Khan also says that his organization aims to be scrupulous in how it uses the data about students’ work. “One of the reasons why I wanted to be a nonprofit is that if you have some pressure from some bottom line, the temptation could be there to do shady things. And a core principle of ours is that we absolutely would never do anything with commercial shadiness [such as] selling or marketing the data. It’s off limits entirely. If we use it internally, our goal is only to use that data in ways that improve the student experience.”
Khan says that any students who want to remove their data from his system would have to contact his organization directly. “There isn’t a press-the-button way to do it,” he notes, “but we’d do that if someone requested it.”
If Khan Academy becomes seen as an effective way to prepare students to take the SAT, it could have a deeply disruptive impact on the test-prep business.
“We wanted [our SAT prep] to be a game changer,” Khan says, and data based on how students prepared for the March 2016 SAT suggest that it is already having an impact. The Khan Academy says that it had a million unique users of its “Official SAT Practice” leading up to the March 2016 SAT test. Of those who took the SAT and said they used Khan Academy's lessons to prepare, usage was fairly evenly distributed across different racial backgrounds. For instance, 68 percent of Asian students who took the SAT said they used the Official SAT Practice to prepare for the tests, followed by 65 percent of African-American students, 61 percent of Hispanic students, and 60 percent of white students surveyed. All told, the College Board reports that 460,000 students took the redesigned March exam.
--------------------------------
» **Questions**
a – In the Khan Academy passage, what percentage of Hispanic students who took the SAT said they prepared with the Official SAT Practice?
b – Extend the passage about Khan Academy's SAT preparation, picking up after its last sentence.
The items that come after this passage have no connection to it.
--------------------------------
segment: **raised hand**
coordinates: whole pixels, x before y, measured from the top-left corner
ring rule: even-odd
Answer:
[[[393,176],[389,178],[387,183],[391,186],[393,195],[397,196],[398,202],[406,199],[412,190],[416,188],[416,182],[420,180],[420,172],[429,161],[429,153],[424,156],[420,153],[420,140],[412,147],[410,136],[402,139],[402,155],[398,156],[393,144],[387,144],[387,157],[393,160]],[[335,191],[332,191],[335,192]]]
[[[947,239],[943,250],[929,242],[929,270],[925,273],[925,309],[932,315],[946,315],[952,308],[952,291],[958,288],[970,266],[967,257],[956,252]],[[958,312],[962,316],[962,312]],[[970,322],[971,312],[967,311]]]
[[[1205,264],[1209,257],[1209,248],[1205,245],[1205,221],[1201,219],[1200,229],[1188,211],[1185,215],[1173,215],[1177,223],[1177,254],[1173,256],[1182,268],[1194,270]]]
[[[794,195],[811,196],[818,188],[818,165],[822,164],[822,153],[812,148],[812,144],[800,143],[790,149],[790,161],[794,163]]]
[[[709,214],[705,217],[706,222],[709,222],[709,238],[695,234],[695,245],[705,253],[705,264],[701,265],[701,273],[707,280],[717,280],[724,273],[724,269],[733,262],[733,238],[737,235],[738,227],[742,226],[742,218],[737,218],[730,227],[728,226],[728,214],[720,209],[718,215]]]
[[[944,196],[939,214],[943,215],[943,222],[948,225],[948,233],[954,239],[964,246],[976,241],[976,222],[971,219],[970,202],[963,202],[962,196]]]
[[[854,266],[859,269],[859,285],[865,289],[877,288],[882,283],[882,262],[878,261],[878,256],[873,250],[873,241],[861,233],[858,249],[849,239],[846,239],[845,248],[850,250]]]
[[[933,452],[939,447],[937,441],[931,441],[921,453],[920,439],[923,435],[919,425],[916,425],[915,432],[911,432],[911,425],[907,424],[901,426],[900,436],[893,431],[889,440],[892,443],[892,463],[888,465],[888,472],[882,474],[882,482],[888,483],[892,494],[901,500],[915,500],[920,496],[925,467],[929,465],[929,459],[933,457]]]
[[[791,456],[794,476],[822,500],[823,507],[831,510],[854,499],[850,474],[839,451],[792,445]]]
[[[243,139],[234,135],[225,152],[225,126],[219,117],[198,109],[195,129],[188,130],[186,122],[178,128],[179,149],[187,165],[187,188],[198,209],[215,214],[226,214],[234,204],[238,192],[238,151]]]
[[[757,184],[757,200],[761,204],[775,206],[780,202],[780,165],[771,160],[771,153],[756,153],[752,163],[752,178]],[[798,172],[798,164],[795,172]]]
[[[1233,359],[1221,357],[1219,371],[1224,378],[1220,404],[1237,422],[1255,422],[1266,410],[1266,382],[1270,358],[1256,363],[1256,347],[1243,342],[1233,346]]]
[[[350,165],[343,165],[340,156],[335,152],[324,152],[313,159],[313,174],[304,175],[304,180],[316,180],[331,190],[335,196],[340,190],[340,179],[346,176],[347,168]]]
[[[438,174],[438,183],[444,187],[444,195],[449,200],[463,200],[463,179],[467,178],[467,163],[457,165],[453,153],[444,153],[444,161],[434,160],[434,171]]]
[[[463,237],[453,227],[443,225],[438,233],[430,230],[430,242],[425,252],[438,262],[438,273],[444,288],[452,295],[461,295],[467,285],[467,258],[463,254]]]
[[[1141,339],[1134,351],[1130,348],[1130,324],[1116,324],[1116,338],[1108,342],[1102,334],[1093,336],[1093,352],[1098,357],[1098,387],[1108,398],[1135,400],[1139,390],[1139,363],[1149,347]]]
--------------------------------
» **Responses in order**
a – 61 percent.

b –
And from Coleman’s perspective, the College Board is doing its part, too, to level barriers that inhibit students from a broader swath of backgrounds from going to the top universities. "[We found that] if you’re in the top 10 percent of SAT scorers, but in the lowest socioeconomic group, there’s a 50 percent chance you don’t apply to college," Coleman told EdSurge. Now, the College Board provides low-income students with fee waivers to apply to school.
Yet are these changes deep enough? Will they help students learn and prepare for college?
“As long as more people want to go to a college than there are seats, there will be admissions ‘gates,’” Khan observes. “The key question is whether those gates are fair and look at the potential of the whole person. Standardized tests, like grades, essays, recommendations, extracurriculars or portfolios provide information on one dimension of a student's potential. Taken individually, each of these are imperfect measures, but put together admissions officers find them useful.”
“Focusing on the SAT, I think that anything we can do to make that measure more fair and equitable the better,” he says.
Coleman agrees, expressing fervent support of Khan’s philosophies, and adding that he plans to leverage his connections to bring a steady flow of funding into Khan Academy’s nonprofit bank account. That way, Khan can focus on continuing to support open education and keep all test prep materials free.
“I believe that one of the most important things we can do as a College Board is to make Khan Academy enduring,” he says.